STUDY TEXT:
▬▬▬
Hardly are sunglasses looked at as an important health aid in our lives, other fashion wear. We pull out the designer sunglasses in summer as a fashion accessory and for protection against the sun’s rays but promptly discard them as autumn arrives. Big mistake!
The UV radiation does not go away with the sunlight, and you are still at risk of exposure. The winter light is as damaging to your eyes as are the harsh winds during this time. That is why it is important to wear your sunglasses all year round to maintain good eye health.
Protection from the glare menace
Winter spreads out the largest reflective snow canvas that continuously assaults your eyes with dazzling UV-laden light from all angles wherever you are. Whether you are on the sidewalk, driving, or looking out the window of your home. The glare from snow can be devastating to your eyesight. The squints and temporary blindness may be discomfort and distraction, but the damage to your retina is worse and possibly irreversible.
In summer, it is the direct sun rays carrying the lethal UV radiation that is all around us. While in summer, the danger of adverse effects from UV radiation exposure is obvious to most people, the same is not true for winter. The mild heat from the sun on the horizon gives people a false sense of security from the harmful rays.
Whatever time of the year, for as long as the sun is out, the danger of exposure to UV radiation is ever-present. If you are out driving in winter and find yourself battling with glare in your windshield, figure out how to get glasses fast to protect your eyesight.
Protection from harsh winds and particulate
Cases of watery eyes, irritation, and dry eyes escalate in winter, and everyone going outdoors will complain of one or the other. The cold wind causes a reactionary effect on the eyes that is irritating and uncomfortable. Lack of moisture in the winter air dries the surface of the eye, further aggravating an uncomfortable condition.
In summer, you are still exposed to winds but laden with harmful particles and dust. These minute objects blown into the eye can cause scratches on the delicate surface and impair normal refraction. In serious cases, the dust particles can cause corneal abrasions leading to more serious complications.
Wearing good quality sunglasses all the time when outdoors is the best protection for your eyes. Choose frames that have a close fit in a wraparound design that covers the eye from the sides as well. The sunglasses act as a windshield for your eyes and help maintain their natural moisture to prevent evaporation.
Sunglasses shield your eyes from UV radiation
While skin tans or sunburn may be familiar to many, getting an eye sunburn sounds unreal and is easily dismissed. Well, there is such a thing as corneal sunburn, also known as photokeratitis – a serious condition that can impair your vision. This condition is caused by exposure to harmful UV radiation from the sun.
▬▬▬
Saved entries:

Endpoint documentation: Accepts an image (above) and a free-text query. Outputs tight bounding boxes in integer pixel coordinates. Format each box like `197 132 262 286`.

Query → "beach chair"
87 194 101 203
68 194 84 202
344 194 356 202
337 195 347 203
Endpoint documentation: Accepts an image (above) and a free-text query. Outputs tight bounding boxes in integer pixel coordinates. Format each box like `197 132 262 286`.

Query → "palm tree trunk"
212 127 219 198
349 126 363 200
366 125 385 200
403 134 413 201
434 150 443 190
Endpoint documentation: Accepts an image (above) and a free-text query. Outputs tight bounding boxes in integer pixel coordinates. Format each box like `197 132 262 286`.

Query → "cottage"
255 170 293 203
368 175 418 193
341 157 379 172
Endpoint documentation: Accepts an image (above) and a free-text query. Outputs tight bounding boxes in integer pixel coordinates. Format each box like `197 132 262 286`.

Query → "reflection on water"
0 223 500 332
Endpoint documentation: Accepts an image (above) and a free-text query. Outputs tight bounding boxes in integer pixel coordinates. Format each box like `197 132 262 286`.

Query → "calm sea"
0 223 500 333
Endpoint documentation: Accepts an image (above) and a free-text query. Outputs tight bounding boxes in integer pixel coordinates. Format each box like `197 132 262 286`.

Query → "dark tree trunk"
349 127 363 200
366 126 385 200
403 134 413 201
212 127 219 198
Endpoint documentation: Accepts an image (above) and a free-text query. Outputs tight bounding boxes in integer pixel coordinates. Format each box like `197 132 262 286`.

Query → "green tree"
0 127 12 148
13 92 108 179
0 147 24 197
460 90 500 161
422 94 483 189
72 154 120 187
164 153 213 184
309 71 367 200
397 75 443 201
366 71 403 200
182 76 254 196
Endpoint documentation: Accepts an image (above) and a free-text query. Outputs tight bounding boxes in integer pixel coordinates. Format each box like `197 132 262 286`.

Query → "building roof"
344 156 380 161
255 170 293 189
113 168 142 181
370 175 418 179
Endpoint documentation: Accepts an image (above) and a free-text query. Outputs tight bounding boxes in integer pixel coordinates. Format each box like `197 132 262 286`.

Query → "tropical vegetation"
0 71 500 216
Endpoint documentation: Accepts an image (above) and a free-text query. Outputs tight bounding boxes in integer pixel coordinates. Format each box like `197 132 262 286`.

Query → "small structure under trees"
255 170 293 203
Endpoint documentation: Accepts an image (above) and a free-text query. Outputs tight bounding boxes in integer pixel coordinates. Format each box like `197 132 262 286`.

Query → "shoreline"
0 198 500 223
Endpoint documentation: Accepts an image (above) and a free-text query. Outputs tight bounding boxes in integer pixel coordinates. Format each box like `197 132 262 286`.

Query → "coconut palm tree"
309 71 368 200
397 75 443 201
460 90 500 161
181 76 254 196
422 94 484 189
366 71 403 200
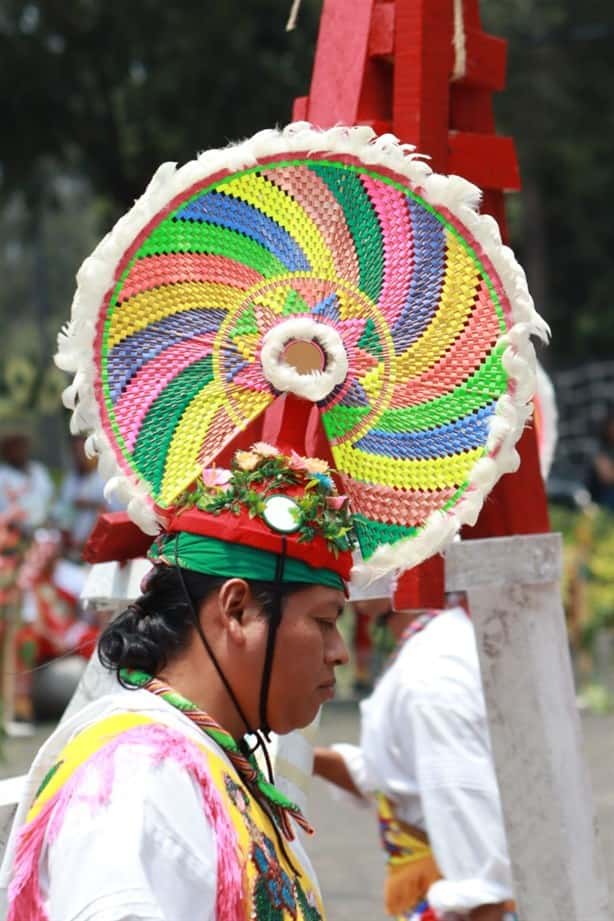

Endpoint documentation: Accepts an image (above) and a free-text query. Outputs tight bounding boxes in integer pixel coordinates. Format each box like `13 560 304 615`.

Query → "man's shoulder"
395 608 480 693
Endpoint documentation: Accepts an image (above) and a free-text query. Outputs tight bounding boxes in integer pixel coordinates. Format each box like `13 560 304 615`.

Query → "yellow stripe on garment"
▬▬▬
TASKS TO CARRY OUT:
(A) From the sunglasses article, set down the passage between "In summer, you" and "more serious complications.", inclusive, word for word.
(B) Translate this sentence from the sunglasses article into Spanish: "The cold wind causes a reactionary effect on the eyes that is irritating and uncomfortable."
(C) Rewrite the paragraph of the sunglasses article that begins "Cases of watery eyes, irritation, and dry eyes" in a shorter form, keeping its main facts.
The saved entries are not needed for this work.

LIST OF SOLUTIONS:
(A)
In summer, you are still exposed to winds but laden with harmful particles and dust. These minute objects blown into the eye can cause scratches on the delicate surface and impair normal refraction. In serious cases, the dust particles can cause corneal abrasions leading to more serious complications.

(B) El viento frío provoca en los ojos un efecto reactivo que resulta irritante y molesto.

(C) Watery, irritated, and dry eyes become more common in winter among people who go outdoors. Cold wind provokes an irritating, uncomfortable reaction in the eyes, and dry winter air dries their surface, making the discomfort worse.